Data to use >>
↓
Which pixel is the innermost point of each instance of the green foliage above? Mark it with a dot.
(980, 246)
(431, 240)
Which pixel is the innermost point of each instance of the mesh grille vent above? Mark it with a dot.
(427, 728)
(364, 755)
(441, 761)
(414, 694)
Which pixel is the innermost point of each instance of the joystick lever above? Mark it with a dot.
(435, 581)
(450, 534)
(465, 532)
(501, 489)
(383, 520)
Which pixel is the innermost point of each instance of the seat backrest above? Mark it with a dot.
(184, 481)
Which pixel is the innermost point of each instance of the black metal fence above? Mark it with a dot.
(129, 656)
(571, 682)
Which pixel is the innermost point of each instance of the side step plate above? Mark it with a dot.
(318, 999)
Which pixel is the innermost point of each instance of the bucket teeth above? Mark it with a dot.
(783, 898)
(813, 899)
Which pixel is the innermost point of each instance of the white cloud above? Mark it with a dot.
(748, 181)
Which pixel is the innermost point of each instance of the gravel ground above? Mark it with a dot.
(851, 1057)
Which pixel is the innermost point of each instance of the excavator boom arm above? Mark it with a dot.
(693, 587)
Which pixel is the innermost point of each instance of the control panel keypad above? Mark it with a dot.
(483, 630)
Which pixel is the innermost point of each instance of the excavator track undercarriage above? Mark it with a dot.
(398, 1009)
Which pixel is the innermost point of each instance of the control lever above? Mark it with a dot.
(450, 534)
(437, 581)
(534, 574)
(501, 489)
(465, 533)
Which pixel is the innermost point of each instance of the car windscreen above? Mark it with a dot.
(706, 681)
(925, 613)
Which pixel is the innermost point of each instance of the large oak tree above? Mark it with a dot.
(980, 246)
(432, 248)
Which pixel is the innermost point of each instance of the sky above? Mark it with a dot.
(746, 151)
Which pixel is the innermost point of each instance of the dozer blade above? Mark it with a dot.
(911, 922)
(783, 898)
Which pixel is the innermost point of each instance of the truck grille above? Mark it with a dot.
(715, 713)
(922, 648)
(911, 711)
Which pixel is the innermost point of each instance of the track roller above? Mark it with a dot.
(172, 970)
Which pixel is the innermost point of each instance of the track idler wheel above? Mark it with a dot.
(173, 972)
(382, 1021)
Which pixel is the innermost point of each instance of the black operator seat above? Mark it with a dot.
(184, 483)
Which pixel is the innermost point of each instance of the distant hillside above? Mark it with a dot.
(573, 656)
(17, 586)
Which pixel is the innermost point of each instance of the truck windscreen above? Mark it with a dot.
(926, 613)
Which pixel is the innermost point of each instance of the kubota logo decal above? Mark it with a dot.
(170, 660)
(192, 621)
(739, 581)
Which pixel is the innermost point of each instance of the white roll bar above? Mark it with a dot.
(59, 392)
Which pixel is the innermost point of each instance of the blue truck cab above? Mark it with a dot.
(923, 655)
↑
↓
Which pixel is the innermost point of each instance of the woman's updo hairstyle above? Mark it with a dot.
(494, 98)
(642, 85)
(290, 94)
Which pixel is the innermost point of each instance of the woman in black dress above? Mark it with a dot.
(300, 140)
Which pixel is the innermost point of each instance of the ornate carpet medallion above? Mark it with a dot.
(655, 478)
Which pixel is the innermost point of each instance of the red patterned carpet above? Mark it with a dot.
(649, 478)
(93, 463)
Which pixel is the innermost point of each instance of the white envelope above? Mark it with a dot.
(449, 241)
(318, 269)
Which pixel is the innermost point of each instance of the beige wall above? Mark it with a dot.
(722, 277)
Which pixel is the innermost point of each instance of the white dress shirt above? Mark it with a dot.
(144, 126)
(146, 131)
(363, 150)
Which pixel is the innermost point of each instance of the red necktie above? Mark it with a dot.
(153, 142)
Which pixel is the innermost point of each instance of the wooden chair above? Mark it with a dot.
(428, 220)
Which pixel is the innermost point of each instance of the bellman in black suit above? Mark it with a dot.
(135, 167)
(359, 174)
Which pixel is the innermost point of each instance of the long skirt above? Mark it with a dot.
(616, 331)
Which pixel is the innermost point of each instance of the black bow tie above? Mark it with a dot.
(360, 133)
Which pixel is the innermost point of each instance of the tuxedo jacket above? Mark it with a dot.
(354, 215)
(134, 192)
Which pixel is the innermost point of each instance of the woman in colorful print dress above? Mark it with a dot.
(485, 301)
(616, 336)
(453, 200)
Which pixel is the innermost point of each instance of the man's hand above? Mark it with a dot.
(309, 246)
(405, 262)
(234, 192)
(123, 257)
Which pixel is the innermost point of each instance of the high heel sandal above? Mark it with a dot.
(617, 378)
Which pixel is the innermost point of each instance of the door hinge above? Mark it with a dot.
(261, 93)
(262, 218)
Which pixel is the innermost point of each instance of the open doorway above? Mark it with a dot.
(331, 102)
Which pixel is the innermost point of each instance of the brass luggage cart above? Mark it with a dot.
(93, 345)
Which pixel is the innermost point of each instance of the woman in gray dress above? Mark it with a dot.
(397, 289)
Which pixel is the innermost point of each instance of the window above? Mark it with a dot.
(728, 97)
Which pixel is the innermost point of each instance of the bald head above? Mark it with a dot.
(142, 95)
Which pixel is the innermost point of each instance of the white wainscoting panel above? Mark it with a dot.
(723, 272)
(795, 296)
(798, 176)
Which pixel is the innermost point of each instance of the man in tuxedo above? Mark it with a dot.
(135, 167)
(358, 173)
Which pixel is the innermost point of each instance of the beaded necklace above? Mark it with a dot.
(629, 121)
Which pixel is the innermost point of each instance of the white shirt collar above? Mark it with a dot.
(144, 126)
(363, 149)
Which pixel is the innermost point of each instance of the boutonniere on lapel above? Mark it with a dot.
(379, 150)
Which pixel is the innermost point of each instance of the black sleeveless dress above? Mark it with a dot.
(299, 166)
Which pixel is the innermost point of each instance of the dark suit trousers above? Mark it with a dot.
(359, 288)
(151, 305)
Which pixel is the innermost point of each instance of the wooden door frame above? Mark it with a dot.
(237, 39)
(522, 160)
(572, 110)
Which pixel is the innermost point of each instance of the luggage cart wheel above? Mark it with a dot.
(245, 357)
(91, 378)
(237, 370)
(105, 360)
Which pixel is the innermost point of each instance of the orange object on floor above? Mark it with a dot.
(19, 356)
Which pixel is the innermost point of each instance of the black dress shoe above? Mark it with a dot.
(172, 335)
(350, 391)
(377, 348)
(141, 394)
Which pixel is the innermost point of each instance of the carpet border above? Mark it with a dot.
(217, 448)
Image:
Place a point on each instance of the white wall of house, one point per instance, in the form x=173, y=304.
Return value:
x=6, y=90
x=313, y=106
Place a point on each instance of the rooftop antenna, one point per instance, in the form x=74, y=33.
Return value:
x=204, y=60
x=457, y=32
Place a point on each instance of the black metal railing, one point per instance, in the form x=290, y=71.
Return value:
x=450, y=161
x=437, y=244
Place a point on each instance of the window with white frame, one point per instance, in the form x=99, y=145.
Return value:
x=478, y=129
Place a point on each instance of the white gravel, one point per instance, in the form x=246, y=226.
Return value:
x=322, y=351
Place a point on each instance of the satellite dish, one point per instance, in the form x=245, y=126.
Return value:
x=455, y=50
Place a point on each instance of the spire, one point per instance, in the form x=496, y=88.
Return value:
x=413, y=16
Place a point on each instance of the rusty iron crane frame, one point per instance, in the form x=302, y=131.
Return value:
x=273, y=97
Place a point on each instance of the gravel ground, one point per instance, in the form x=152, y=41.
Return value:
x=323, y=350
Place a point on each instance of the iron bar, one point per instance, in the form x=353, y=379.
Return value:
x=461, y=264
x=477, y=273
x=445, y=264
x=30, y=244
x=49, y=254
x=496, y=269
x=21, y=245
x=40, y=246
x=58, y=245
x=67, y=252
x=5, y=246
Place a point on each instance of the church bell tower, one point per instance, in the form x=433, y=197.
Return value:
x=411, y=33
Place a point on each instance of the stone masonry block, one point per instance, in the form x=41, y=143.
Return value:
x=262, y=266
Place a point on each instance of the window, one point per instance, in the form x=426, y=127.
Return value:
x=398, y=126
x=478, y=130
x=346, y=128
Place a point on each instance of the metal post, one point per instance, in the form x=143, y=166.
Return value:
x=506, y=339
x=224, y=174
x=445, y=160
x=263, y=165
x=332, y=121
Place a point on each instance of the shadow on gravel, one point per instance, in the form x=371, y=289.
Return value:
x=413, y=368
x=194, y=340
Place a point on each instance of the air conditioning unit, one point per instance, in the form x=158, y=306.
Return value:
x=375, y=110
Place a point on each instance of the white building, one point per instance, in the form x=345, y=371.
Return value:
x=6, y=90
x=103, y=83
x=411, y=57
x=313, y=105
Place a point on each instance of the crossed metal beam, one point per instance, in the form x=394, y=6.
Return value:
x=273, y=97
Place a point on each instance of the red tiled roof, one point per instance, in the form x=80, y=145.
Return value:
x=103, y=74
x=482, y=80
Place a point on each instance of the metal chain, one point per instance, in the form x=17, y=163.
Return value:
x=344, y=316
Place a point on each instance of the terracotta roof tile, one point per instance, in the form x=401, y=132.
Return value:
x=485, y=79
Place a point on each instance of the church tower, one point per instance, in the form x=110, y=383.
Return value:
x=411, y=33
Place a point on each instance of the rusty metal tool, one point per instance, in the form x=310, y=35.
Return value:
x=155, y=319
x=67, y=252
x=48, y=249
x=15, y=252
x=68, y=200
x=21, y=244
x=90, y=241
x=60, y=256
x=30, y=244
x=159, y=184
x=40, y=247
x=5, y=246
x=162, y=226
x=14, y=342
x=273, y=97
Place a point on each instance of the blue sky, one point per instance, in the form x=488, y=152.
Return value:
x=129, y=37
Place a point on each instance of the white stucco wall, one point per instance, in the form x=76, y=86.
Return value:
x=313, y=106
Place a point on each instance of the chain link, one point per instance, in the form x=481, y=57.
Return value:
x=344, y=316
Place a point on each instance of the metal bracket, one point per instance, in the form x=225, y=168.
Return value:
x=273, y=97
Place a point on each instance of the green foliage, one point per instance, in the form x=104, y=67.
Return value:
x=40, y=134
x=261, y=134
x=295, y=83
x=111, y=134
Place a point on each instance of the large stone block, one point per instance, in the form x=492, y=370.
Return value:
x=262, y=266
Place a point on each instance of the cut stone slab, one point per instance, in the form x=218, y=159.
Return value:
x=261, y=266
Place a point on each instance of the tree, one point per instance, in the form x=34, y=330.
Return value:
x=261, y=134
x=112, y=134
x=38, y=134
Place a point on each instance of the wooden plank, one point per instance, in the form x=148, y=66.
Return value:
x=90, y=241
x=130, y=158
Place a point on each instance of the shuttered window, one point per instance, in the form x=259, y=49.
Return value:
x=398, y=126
↑
Aim of the exercise >> Search the lines above for the string "tower", then show every one that has it.

Result for this task >>
Place a point on each instance of the church bell tower, one point per instance, in the form x=433, y=197.
Place a point on each instance of the church tower, one point per instance, in the form x=110, y=383.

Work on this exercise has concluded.